## Exercise requirements
Transcribe the material in full, exactly as written.

## Available data
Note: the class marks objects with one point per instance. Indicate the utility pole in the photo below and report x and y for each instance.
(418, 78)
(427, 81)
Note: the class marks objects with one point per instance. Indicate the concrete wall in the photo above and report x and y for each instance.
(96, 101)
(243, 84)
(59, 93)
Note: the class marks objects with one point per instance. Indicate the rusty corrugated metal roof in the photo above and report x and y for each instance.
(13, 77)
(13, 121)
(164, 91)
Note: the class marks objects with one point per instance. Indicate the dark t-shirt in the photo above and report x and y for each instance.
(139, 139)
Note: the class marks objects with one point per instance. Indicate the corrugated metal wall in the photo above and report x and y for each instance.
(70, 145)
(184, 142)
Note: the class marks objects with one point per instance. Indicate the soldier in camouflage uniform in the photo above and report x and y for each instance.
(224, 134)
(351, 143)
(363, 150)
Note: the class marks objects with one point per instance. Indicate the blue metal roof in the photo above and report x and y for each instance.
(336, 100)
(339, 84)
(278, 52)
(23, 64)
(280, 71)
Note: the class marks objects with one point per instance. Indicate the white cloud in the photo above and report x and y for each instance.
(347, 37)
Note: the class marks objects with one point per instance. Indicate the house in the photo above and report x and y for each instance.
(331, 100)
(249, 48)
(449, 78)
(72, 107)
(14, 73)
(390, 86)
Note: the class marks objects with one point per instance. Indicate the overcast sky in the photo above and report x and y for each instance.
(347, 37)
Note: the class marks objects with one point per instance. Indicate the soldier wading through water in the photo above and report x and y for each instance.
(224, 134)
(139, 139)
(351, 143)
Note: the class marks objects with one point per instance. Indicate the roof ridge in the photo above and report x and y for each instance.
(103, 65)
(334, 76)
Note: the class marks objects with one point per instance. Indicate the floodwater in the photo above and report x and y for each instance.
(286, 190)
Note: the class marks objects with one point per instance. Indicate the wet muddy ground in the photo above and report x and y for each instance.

## Written solution
Note: the class marks objects with one point per instance. Indicate the utility pole in the photo below and report x and y for each instance.
(418, 78)
(427, 81)
Note: the class marks objects with one point per instance. Indicate the concrete wall in the photo above and report x and y for each instance.
(96, 101)
(243, 84)
(59, 93)
Note: the class marks objects with one point per instance. Indicate the rusty corrugated metal roof in the photo above and report x and y for each instance.
(13, 77)
(13, 121)
(164, 91)
Note: the class marks objects with one point per instance. Indicate the dark t-shirt in the photo above and report x and y for each instance.
(139, 139)
Note: the class marks objects with one point per instance. Indicate the corrugated metal wall in the photo above and report x and y for each instance.
(70, 145)
(184, 142)
Note: the class marks objects with one point per instance. Indicate the soldier in camouflage uniform in the photo above and report x and y for each instance.
(224, 134)
(351, 143)
(363, 150)
Note: the class marks objects with one point per instance. Indicate the blue metal roof in the photo above and report x and y for each instance.
(336, 100)
(339, 84)
(278, 52)
(23, 64)
(280, 71)
Note: the class marks objects with one point per instance. Indicate the white cloud in the photo above and report x and y for each instance.
(347, 37)
Note: the class marks objects with one point per instance. Indicate the house in the photo above and report x and y for each instance.
(331, 100)
(249, 48)
(449, 78)
(72, 107)
(14, 73)
(390, 86)
Note: the class marks objects with one point per instance. Indicate the overcast sky in the photo above and report x and y for each instance.
(347, 37)
Note: the class marks objects with one point per instance. Indicate the soldier wading through water in the photo above and report x and y for each instance.
(224, 134)
(139, 139)
(351, 143)
Note: the class marks objects with one point per instance. Indicate the roof ridge in the photo above and report x and y for each instance.
(103, 65)
(334, 76)
Note: the class marks objects with one point per instance. Indicate the floodwater in the photo above and report x and y for each instance.
(286, 190)
Note: the class marks objects with one point per instance. Indicate the wet muddy ground in the photo above and report x and y for each instance.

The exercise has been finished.